Reading text:
__________

Alan Altmark wrote:
Well, it's been nigh on 40 years that CMS has been around.  Seems like a
committment to me.  CMS is here to stay.  If all the people with z/OS
get z/VM and [re]discover CMS, who knows what might happen?  "Never say
die!"

re:
http://www.garlic.com/~lynn/2007j.html#41 z/VM usability

well, cms (as in cambridge monitor system) started on cp40 (cambridge had
gotten a 360/40 and did the hardware modifications to implement virtual
memory ... pending getting 360/67) ...  cambridge then got 360/67 and
morphed cp40 into cp67 ... so it has been 40yrs (in part, CMS work
could even start on real 360/40 before cp40 was operational)

from Melinda's history
http://www.princeton.edu/~melinda/

By September of 1965, file system commands and macros already looked
much like those we are familiar with today: ``RDBUF'', ``WRBUF'',
``FINIS'', ``STATE'', etc

... snip ...

__________

Data provided:

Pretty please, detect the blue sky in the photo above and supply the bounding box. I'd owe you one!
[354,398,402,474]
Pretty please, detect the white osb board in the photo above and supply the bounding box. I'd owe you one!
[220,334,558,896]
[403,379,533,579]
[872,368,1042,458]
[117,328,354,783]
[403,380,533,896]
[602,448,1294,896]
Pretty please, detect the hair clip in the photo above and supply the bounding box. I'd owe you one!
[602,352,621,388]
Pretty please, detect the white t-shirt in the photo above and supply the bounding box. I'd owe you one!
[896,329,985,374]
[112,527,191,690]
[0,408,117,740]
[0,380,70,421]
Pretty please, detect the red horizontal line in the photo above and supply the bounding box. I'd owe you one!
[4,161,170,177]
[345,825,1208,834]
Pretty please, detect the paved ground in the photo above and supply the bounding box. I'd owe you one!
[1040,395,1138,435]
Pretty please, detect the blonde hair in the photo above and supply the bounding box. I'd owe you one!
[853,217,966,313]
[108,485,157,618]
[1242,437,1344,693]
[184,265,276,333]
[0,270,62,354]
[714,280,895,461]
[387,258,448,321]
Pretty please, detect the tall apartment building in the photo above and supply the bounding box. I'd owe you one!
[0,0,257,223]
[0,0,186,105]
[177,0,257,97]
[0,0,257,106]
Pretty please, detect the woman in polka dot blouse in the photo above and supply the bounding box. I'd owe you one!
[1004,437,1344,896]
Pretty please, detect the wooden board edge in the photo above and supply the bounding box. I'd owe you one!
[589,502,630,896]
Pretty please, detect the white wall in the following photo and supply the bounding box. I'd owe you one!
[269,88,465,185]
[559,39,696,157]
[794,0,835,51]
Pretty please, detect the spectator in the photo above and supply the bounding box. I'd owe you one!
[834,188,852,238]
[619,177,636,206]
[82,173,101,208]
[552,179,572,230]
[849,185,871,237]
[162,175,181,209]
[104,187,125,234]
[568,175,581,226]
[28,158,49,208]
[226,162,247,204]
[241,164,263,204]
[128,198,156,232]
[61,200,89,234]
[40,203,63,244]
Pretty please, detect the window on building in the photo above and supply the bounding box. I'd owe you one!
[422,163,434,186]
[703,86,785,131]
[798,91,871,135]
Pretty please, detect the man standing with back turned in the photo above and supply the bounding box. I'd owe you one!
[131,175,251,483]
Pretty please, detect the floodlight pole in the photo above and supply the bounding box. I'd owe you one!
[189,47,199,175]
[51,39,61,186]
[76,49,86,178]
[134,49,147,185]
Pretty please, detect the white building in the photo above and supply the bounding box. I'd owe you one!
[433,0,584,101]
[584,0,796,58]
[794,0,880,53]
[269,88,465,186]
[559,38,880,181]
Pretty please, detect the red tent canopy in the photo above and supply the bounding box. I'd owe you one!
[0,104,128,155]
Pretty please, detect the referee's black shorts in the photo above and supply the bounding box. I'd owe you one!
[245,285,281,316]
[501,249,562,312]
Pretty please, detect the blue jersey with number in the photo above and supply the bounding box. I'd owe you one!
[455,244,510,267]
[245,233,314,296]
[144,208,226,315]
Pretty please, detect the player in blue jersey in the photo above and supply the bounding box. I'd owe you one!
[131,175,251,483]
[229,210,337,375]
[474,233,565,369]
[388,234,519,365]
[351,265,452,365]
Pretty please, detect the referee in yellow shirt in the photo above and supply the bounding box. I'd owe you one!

__________

Stated exercise:
Continue the post on the history of CMS from the point where it stops.

Written response:
cambridge installed cp67 out at lincoln labs in 1967 and then last week
in jan68 came out to install cp67 at the univ where i was undergraduate.
Note, that in jan68, the cp67 people were still apprehensive about CMS
filesystem ... with cp67 source, assemble, and build still being done on
os/360 (keeping cp67 kernel build TXT files in card tray and modify/assemble
routine, punch new TXT file, update that file in the card tray and rebuild
kernel by doing IPL of real cards).

in the morph of cp67 to vm370 ... they changed the cms name to
conversational monitor system.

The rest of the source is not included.